▼▼▼

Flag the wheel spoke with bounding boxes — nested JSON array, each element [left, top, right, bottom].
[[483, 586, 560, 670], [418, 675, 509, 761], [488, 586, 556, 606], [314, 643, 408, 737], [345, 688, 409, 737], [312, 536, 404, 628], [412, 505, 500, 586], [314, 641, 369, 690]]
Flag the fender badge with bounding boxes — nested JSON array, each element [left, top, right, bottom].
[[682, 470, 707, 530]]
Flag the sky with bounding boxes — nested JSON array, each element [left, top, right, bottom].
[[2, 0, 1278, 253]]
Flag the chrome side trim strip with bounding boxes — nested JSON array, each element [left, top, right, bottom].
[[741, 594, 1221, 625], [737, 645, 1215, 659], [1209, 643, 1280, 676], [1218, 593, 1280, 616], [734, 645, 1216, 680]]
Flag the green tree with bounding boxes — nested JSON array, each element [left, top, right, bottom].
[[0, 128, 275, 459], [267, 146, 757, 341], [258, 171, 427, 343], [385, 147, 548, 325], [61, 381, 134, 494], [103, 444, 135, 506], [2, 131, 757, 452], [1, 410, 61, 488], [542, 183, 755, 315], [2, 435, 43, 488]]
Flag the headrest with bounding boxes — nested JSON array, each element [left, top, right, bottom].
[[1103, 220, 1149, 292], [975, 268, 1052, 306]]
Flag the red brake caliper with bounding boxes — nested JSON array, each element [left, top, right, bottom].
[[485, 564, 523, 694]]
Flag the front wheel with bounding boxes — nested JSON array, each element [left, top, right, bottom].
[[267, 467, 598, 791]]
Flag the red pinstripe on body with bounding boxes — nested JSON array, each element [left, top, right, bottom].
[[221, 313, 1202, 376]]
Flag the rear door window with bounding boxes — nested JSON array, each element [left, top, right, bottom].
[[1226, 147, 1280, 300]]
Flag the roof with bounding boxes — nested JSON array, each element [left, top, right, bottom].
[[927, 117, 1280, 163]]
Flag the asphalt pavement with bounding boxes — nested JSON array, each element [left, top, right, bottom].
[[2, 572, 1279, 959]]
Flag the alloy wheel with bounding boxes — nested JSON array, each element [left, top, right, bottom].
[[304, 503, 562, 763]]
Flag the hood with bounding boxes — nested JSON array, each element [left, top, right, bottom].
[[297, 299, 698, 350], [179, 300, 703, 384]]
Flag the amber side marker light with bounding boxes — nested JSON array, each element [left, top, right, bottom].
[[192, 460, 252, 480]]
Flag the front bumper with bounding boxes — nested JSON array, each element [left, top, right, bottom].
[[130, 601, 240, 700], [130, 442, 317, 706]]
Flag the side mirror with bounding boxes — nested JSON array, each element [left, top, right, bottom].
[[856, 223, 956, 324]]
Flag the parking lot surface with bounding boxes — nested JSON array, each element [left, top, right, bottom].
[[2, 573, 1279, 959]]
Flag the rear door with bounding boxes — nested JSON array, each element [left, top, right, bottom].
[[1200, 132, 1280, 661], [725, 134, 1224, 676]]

▲▲▲

- What you need to do -
Would you repeat all of the data above, word for word?

- Answer section -
Flag the wheel spoke with bounding boxes — nested JSON array, each element [left, top, right, bottom].
[[483, 586, 560, 670], [418, 675, 509, 761], [488, 586, 556, 606], [314, 643, 408, 737], [345, 688, 409, 737], [312, 536, 404, 628], [412, 505, 500, 586], [314, 641, 369, 690]]
Flag the fender badge with bounding boxes — nested JSON array, each element [left, top, right, bottom].
[[682, 470, 707, 530]]
Flag the sky with bounding boxes — nested JSON array, each element [left, top, right, bottom].
[[2, 0, 1278, 253]]
Flag the chrome side trim strip with bounding boxes — nested JSON array, each element [left, top, right, bottom].
[[741, 594, 1221, 625], [737, 645, 1215, 659], [1209, 643, 1280, 676], [1218, 593, 1280, 616], [734, 645, 1216, 680]]
Flag the green tree with bounding boxes — nested JSON array, each element [left, top, right, bottom].
[[0, 128, 275, 459], [267, 146, 757, 341], [258, 171, 427, 343], [385, 147, 548, 325], [61, 381, 134, 494], [103, 444, 135, 506], [2, 131, 757, 452], [1, 410, 61, 488], [542, 183, 755, 315], [2, 435, 43, 488]]
Flag the headrest with bounding boxes — nested JSON array, each element [left, top, right, bottom].
[[1103, 220, 1149, 292], [975, 268, 1052, 306]]
Flag the red brake caliper with bounding boxes — nested JSON array, each element [left, top, right, bottom].
[[485, 564, 523, 694]]
Flag the front wheel with bounding boxes — nested JSON array, each element [left, top, right, bottom].
[[267, 467, 598, 791]]
Flag the red pinstripe on body with bounding boxes — nested JSON array, each element [left, top, right, bottom].
[[221, 313, 1202, 376]]
Flag the rear door window with bounding boxes — nested JSON array, each element [left, top, right, bottom].
[[1226, 147, 1280, 300]]
Flag the roof with bounding boxes — nested JSON array, each element [left, top, right, bottom].
[[927, 117, 1280, 163]]
Flag the asphalt pavement with bounding boxes — nested JSON array, each element [left, top, right, bottom].
[[2, 572, 1279, 959]]
Flag the alloy wheel with bounding boxes — nested JSON array, each element [left, top, right, bottom].
[[304, 503, 562, 763]]
Flag the hood with bounding boxes — nested JSON array, each element [left, top, right, bottom].
[[297, 299, 698, 350], [179, 300, 703, 384]]
Flag the amber side marker light with bounding boxes — nested JSON array, each element [left, top, right, bottom].
[[192, 460, 252, 480]]
Flag the front bumper with bounding boxes — nested JSON array, each element [left, top, right, bottom].
[[130, 601, 240, 700], [130, 442, 317, 706]]
Flag the side mirror with bounding boxes — nested JSON array, each element [left, top, right, bottom].
[[856, 223, 956, 324]]
Flag the parking lot surface with bounding boxes — nested JSON array, each element [left, top, right, bottom].
[[2, 573, 1279, 959]]
Flag the rear door with bounding boxes — nested JSON array, each element [left, top, right, bottom].
[[1200, 132, 1280, 661], [725, 134, 1224, 676]]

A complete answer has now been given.